Воспроизведите приведённый ниже исходный текст полностью и дословно.

ИСХОДНЫЙ ТЕКСТ:
——————————
Мои собеседники переглянулись, и один из них начал мне объяснять, что для этого требуется. «Вот и прекрасно, — сказал он. — Мы подберём вам хорошего парня, который будет числиться вашим мужем, а там уже вы сами решите, каковы будут ваши отношения. Вы поселитесь в одном из городов Америки и будете там жить года три, а затем вернётесь домой. Иногда у вас будут останавливаться или ночевать лица, о которых мы заранее вам сообщим. Конечно, сперва вы пройдёте некую подготовку и подучите язык».
Он кончил говорить и внимательно посмотрел на меня. Я глядела на моих собеседников в полной растерянности. Что-то это никак не походило на Давос, обещанный моей любимой мадемуазель Филибер. У меня не хватило ума и смелости сразу сказать им нет. Да я ещё была в плену своих детских мечтаний. Короче, я молчала и молчала. Тогда один из них сказал: «Ладно, подумайте, но никому не говорите о нашем разговоре. Имейте в виду, что такие предложения редко кому делаются, но мы пришли к выводу, что у вас эта работа хорошо получится. Вы свободны».
Я пошла на очередной урок и кое-как провела его, ни на минуту не забывая об имевшем место разговоре. Мне нужен был совет и по существу, и, как я уже понимала, скорее всего, для обсуждения, как отказаться от этого «лестного» предложения.
——————————
ИСХОДНЫЕ ДАННЫЕ:
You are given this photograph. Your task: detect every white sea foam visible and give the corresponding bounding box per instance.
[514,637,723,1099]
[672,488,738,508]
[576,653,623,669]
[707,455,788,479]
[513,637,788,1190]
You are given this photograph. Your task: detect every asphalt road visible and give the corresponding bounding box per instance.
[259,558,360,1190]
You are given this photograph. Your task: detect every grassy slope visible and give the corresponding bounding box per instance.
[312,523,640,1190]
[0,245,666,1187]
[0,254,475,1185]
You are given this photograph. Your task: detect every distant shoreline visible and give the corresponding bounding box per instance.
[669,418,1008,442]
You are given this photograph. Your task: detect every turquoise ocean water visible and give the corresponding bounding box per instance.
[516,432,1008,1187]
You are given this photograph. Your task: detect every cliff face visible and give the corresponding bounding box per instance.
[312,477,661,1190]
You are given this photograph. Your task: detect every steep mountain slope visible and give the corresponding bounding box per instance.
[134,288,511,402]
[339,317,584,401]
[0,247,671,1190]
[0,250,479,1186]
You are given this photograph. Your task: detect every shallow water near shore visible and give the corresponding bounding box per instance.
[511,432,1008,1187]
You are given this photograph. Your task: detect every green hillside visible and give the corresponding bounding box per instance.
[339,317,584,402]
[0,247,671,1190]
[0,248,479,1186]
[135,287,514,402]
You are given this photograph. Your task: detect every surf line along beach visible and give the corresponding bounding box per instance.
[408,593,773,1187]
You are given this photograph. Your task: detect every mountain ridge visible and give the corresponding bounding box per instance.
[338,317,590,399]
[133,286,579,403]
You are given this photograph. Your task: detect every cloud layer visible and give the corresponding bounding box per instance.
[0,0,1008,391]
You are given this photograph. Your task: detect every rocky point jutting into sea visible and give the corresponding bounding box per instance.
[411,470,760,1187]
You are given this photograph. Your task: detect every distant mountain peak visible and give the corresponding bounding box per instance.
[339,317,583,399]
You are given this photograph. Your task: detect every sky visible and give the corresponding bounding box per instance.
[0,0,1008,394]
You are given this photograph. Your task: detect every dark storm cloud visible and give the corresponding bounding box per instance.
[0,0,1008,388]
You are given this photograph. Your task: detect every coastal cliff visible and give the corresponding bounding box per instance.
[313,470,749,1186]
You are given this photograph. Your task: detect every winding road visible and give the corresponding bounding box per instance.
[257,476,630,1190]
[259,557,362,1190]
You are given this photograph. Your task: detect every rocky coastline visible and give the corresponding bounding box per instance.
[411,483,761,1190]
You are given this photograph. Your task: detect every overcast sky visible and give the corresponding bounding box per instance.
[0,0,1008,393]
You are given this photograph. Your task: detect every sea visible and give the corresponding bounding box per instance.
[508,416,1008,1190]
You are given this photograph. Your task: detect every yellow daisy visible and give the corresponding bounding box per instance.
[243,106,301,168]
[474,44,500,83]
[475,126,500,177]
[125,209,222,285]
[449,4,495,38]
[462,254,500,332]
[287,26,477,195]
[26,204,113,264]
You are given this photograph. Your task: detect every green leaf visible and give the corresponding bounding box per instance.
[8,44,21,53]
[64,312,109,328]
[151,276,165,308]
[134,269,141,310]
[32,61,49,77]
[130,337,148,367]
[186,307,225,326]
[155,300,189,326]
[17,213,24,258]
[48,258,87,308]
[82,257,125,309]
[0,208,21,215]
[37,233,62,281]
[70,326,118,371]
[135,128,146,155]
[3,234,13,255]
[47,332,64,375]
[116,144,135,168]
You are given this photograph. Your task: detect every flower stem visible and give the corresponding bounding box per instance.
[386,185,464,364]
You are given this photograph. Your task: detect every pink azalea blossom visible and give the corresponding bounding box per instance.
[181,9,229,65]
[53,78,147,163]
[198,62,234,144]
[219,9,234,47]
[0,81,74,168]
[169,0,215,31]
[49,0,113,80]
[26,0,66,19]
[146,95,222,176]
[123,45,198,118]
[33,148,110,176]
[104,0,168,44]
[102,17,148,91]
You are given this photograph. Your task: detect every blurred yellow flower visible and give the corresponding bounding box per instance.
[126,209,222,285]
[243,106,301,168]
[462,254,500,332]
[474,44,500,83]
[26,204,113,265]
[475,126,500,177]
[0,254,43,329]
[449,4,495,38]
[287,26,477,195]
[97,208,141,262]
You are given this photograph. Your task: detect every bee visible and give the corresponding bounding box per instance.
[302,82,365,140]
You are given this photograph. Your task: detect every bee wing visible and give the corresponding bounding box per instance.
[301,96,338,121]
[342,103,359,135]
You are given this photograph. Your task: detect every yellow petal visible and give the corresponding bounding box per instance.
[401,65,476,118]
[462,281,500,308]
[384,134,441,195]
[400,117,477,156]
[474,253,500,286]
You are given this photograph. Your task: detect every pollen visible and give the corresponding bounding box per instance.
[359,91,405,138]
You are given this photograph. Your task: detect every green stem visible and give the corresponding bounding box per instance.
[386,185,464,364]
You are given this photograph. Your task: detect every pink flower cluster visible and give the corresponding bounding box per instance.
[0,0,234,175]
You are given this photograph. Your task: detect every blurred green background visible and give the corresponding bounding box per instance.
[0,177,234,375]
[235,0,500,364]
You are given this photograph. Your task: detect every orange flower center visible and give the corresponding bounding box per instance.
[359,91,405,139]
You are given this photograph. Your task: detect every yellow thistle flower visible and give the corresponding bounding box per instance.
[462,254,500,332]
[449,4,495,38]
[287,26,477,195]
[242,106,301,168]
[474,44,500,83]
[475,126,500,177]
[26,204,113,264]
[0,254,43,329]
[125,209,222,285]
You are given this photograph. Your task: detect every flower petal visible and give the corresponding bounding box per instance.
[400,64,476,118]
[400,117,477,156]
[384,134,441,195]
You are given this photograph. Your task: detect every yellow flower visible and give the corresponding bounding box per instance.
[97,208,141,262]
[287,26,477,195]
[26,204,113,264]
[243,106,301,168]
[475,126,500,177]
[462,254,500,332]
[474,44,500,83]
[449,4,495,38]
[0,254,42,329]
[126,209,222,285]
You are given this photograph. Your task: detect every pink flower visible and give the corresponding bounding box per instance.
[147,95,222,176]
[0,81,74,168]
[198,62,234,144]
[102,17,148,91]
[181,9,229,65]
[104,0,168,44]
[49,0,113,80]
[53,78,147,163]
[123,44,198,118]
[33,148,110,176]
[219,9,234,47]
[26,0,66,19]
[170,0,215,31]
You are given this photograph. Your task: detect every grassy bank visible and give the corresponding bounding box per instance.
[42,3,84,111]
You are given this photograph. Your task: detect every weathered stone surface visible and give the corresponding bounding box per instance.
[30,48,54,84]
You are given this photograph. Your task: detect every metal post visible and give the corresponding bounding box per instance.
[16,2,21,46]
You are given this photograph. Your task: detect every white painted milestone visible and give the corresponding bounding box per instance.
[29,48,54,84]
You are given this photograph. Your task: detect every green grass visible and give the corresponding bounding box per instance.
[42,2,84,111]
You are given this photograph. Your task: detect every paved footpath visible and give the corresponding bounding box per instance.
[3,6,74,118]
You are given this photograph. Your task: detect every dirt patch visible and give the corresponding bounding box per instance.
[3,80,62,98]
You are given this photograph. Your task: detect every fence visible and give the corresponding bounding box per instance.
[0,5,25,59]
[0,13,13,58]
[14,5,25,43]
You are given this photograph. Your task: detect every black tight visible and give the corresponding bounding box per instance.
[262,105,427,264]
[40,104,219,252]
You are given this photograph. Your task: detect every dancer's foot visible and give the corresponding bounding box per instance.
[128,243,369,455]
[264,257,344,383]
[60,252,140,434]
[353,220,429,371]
——————————
ВЫПОЛНЕННОЕ ЗАДАНИЕ:
Мои собеседники переглянулись, и один из них начал мне объяснять, что для этого требуется. «Вот и прекрасно, — сказал он. — Мы подберём вам хорошего парня, который будет числиться вашим мужем, а там уже вы сами решите, каковы будут ваши отношения. Вы поселитесь в одном из городов Америки и будете там жить года три, а затем вернётесь домой. Иногда у вас будут останавливаться или ночевать лица, о которых мы заранее вам сообщим. Конечно, сперва вы пройдёте некую подготовку и подучите язык».
Он кончил говорить и внимательно посмотрел на меня. Я глядела на моих собеседников в полной растерянности. Что-то это никак не походило на Давос, обещанный моей любимой мадемуазель Филибер. У меня не хватило ума и смелости сразу сказать им нет. Да я ещё была в плену своих детских мечтаний. Короче, я молчала и молчала. Тогда один из них сказал: «Ладно, подумайте, но никому не говорите о нашем разговоре. Имейте в виду, что такие предложения редко кому делаются, но мы пришли к выводу, что у вас эта работа хорошо получится. Вы свободны».
Я пошла на очередной урок и кое-как провела его, ни на минуту не забывая об имевшем место разговоре. Мне нужен был совет и по существу, и, как я уже понимала, скорее всего, для обсуждения, как отказаться от этого «лестного» предложения.